* Challenge
Without the pictures, write out all the lines below exactly as they appear.
- - - -
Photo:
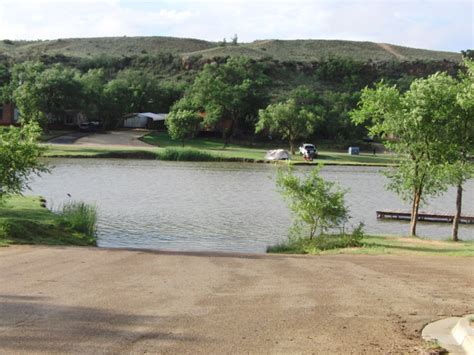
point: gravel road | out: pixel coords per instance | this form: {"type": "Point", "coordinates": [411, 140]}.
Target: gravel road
{"type": "Point", "coordinates": [93, 300]}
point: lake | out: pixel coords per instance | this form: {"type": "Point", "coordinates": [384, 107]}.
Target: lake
{"type": "Point", "coordinates": [191, 206]}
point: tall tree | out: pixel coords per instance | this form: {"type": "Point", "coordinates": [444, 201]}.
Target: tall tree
{"type": "Point", "coordinates": [288, 120]}
{"type": "Point", "coordinates": [317, 204]}
{"type": "Point", "coordinates": [19, 158]}
{"type": "Point", "coordinates": [460, 138]}
{"type": "Point", "coordinates": [413, 125]}
{"type": "Point", "coordinates": [182, 124]}
{"type": "Point", "coordinates": [234, 90]}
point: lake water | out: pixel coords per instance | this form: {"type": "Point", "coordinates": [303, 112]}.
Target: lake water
{"type": "Point", "coordinates": [216, 206]}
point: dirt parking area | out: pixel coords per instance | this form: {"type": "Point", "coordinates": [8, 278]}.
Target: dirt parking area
{"type": "Point", "coordinates": [93, 300]}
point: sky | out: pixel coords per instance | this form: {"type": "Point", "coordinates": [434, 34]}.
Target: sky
{"type": "Point", "coordinates": [431, 24]}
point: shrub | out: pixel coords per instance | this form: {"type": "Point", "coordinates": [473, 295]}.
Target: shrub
{"type": "Point", "coordinates": [80, 217]}
{"type": "Point", "coordinates": [302, 245]}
- - - -
* Task solution
Photo:
point: gravel road | out: pixel coords per instance | this form: {"type": "Point", "coordinates": [411, 140]}.
Target: gravel road
{"type": "Point", "coordinates": [93, 300]}
point: lake | out: pixel coords per instance | this form: {"type": "Point", "coordinates": [384, 107]}.
Target: lake
{"type": "Point", "coordinates": [191, 206]}
point: tall tree | out: pixel coords per instance | this form: {"type": "Point", "coordinates": [444, 201]}.
Target: tall tree
{"type": "Point", "coordinates": [288, 120]}
{"type": "Point", "coordinates": [317, 204]}
{"type": "Point", "coordinates": [19, 158]}
{"type": "Point", "coordinates": [460, 138]}
{"type": "Point", "coordinates": [413, 125]}
{"type": "Point", "coordinates": [182, 124]}
{"type": "Point", "coordinates": [234, 90]}
point: lake water | out: pixel coords per instance | this form: {"type": "Point", "coordinates": [303, 112]}.
Target: lake water
{"type": "Point", "coordinates": [216, 206]}
point: dirt parking area | out: pixel coords per instance | this form: {"type": "Point", "coordinates": [8, 278]}.
Target: dirt parking area
{"type": "Point", "coordinates": [93, 300]}
point: sky | out: pixel coords per instance | this form: {"type": "Point", "coordinates": [434, 34]}.
Target: sky
{"type": "Point", "coordinates": [431, 24]}
point: shrub | out: pixel coords per instance | this form: {"type": "Point", "coordinates": [473, 295]}.
Target: shrub
{"type": "Point", "coordinates": [80, 217]}
{"type": "Point", "coordinates": [302, 245]}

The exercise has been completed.